» REQUIRED TASK
Copy the rows from the start through the line containing "POLYGON ((43 56, 44", replacing "billboard" with "signboard" and keeping everything else the same. Leave the pictures out.

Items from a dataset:
..............................

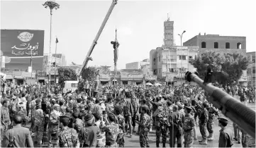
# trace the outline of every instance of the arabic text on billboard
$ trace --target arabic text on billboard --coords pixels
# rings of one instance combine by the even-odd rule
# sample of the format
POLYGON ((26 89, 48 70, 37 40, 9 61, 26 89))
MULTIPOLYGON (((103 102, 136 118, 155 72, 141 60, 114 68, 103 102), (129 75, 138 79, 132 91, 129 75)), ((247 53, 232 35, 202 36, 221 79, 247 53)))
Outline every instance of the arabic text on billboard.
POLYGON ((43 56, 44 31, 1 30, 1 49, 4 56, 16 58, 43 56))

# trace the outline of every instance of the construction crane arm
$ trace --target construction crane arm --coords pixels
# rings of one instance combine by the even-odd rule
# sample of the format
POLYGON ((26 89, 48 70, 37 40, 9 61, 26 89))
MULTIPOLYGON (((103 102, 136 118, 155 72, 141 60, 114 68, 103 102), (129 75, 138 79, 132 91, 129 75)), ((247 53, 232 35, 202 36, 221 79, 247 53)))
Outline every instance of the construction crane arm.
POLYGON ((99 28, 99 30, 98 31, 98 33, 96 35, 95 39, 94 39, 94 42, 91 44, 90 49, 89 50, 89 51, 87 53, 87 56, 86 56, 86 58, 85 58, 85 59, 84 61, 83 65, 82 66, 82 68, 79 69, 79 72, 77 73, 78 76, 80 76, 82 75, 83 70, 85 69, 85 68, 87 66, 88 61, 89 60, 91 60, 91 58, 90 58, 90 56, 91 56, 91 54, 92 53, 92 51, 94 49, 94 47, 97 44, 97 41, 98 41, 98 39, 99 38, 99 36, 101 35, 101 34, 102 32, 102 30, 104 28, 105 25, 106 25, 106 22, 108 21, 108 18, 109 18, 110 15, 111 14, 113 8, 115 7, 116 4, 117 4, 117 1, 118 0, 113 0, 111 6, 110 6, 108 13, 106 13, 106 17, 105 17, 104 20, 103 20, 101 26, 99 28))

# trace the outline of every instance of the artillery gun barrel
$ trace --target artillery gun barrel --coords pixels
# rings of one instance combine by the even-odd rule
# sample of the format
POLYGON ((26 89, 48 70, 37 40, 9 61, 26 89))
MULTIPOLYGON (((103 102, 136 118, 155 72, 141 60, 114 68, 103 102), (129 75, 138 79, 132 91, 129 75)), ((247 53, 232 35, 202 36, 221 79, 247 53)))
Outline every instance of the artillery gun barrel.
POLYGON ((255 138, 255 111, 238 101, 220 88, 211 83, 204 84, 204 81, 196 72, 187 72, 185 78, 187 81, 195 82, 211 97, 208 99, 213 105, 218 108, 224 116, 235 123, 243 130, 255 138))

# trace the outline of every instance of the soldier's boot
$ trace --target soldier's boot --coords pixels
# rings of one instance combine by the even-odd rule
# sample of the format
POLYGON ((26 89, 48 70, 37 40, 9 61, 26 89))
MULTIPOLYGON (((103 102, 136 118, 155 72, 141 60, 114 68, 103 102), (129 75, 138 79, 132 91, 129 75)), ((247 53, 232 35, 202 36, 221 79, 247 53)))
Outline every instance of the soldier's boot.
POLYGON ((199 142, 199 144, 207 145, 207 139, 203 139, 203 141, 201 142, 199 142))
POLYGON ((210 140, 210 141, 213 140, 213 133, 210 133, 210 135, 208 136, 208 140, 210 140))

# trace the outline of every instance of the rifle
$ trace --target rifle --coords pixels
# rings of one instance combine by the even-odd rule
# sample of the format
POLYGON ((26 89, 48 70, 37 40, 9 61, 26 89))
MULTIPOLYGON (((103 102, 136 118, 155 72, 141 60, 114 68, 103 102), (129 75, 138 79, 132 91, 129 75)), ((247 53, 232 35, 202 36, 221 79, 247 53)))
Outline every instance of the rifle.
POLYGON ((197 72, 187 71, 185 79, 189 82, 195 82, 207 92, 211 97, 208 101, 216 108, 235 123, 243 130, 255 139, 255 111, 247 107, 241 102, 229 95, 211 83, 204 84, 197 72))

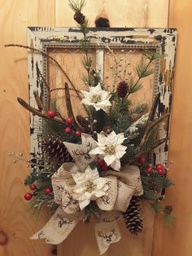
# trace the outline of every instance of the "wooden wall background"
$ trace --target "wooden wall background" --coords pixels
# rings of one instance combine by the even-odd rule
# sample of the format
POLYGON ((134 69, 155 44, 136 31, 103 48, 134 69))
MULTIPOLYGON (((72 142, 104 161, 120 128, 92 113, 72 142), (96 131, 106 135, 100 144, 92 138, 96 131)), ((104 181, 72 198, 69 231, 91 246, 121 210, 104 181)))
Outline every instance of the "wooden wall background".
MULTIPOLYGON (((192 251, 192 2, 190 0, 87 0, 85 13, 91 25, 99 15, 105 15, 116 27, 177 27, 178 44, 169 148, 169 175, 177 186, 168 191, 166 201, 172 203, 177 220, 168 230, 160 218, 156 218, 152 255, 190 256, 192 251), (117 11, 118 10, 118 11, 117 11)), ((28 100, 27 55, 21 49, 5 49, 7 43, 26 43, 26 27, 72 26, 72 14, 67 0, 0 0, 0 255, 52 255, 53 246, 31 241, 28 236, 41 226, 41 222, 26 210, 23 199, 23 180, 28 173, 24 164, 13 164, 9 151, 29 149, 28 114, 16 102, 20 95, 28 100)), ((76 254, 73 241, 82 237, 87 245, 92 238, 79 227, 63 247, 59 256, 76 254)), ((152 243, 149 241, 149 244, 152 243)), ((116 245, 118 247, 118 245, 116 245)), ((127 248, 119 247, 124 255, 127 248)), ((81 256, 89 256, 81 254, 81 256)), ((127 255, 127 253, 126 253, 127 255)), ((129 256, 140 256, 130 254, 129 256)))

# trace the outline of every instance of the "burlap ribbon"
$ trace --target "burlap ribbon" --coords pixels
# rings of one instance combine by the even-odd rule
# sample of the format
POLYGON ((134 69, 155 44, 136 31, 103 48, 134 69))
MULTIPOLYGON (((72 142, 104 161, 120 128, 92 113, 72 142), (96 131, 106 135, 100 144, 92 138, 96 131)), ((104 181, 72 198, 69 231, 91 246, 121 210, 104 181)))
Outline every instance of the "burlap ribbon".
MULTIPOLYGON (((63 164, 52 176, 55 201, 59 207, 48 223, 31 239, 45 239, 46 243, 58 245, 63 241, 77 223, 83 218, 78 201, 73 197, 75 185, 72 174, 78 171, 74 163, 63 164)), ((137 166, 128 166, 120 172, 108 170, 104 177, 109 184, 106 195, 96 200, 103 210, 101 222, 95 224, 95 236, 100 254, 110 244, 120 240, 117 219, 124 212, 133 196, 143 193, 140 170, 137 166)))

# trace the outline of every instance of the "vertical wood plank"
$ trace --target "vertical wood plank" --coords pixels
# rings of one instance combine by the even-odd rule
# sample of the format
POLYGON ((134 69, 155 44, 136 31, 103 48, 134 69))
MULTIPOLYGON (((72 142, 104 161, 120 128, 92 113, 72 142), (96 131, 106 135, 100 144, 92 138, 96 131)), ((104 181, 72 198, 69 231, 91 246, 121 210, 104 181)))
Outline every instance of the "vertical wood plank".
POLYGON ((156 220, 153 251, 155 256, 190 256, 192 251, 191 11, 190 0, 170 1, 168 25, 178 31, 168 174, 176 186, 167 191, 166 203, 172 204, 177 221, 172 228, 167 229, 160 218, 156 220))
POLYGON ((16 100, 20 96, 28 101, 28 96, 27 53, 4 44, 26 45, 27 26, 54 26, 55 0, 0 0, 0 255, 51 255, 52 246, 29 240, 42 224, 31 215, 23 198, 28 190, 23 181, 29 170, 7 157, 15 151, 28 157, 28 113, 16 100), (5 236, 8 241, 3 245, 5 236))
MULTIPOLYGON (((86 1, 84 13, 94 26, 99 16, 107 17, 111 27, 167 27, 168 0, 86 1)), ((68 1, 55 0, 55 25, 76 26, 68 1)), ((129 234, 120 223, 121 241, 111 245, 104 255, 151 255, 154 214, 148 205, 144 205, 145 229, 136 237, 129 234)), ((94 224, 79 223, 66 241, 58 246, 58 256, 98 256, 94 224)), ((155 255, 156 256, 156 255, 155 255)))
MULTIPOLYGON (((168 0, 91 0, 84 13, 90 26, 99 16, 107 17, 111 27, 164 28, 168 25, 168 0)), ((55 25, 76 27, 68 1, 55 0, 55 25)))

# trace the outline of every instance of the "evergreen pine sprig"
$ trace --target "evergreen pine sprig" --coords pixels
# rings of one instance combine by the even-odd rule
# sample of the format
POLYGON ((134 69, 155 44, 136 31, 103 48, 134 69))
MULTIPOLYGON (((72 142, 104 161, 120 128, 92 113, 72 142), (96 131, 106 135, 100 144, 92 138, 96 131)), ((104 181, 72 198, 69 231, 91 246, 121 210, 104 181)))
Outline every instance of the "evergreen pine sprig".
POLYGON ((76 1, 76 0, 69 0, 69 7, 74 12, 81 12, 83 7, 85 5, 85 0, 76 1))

..............................

» REPLY
# trace the outline of every instance of the arabic text on signboard
$ trace --target arabic text on signboard --coords pixels
# rings of one instance combine by the even-odd rule
# sample of the format
POLYGON ((26 89, 48 70, 37 40, 9 61, 26 89))
MULTIPOLYGON (((103 102, 136 118, 155 72, 141 60, 114 68, 103 102), (129 75, 138 79, 132 91, 129 75)), ((247 53, 232 35, 202 36, 221 79, 247 53)))
Outline every instance of the arabic text on signboard.
POLYGON ((43 56, 44 31, 1 30, 1 49, 4 56, 16 58, 43 56))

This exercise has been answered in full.